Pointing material
──────────────────────────────
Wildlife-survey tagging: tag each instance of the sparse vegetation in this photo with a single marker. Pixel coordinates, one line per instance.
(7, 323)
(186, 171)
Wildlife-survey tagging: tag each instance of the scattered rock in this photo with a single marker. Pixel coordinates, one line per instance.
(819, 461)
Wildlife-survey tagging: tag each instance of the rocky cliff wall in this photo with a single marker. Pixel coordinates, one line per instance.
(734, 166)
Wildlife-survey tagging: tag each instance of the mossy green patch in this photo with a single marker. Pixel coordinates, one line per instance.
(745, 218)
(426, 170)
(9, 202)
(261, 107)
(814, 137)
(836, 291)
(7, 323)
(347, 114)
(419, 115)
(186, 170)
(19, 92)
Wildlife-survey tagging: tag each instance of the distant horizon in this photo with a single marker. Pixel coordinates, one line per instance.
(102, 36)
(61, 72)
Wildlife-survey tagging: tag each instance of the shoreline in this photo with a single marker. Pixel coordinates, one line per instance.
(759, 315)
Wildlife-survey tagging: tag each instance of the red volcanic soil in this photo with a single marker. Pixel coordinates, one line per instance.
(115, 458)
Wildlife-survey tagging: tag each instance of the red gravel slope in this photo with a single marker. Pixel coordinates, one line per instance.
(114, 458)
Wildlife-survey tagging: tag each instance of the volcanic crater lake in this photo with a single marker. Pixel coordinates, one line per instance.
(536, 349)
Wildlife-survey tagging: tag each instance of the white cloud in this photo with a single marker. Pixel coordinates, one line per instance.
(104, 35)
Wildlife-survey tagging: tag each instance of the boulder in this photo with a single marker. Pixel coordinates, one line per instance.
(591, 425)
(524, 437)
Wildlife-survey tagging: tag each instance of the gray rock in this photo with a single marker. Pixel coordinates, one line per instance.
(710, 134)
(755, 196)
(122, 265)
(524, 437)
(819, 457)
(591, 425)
──────────────────────────────
TASK STATEMENT ▸ Copy out every line of the material above verbatim.

FINISHED ANSWER ▸
Wildlife-survey tagging: tag each instance of the sparse vegetation in this photo with a single marker. Pixel coordinates, one line per instance.
(7, 323)
(186, 171)
Wildlife-survey tagging: tag each instance of the scattered rock in this photo with a single marker. Pixel coordinates, one line per instance.
(819, 461)
Wildlife-survey tagging: tag each instance of the rocky cliff wall in this photo with a single marker. Pixel coordinates, one line per instance.
(734, 166)
Wildlife-survey tagging: tag each instance of the mossy green patch in this photo with a single marker. Pixel coordinates, one line per instance.
(745, 218)
(426, 170)
(9, 202)
(261, 107)
(814, 137)
(836, 291)
(7, 323)
(347, 114)
(419, 115)
(186, 170)
(19, 92)
Wildlife-survey tagging: tag each instance of the distant horizon in this photo with a single marker. Pixel coordinates, one line per instance.
(102, 36)
(61, 72)
Wildlife-survey tagging: tag each instance of the shoreline in this photo with a single marker. Pixel coordinates, one line per instance.
(759, 315)
Wildlife-survey tagging: tag each instance of the red volcanic soil in this photo with a single marker. Pixel coordinates, one line per instance.
(115, 458)
Wildlife-survey tagging: tag each instance of the red gravel slope in this photo with a single marker. Pixel coordinates, one line per instance.
(114, 458)
Wildlife-survey tagging: tag each instance of the volcanic crater lake in this photo with a single marker. Pixel coordinates, one line per instance.
(536, 349)
Wildlife-survey tagging: tag each instance of the white cloud in this photo with a single marker. Pixel coordinates, one line per instance.
(104, 35)
Wildlife-survey tagging: tag each instance of the boulder in this photo with a single marker. Pixel coordinates, one line per instance.
(591, 425)
(524, 437)
Wildlife-survey tagging: tag each instance of the gray rock in this photo with a single marker. Pixel coordinates, one line per instance.
(710, 134)
(755, 196)
(122, 265)
(524, 437)
(819, 457)
(591, 425)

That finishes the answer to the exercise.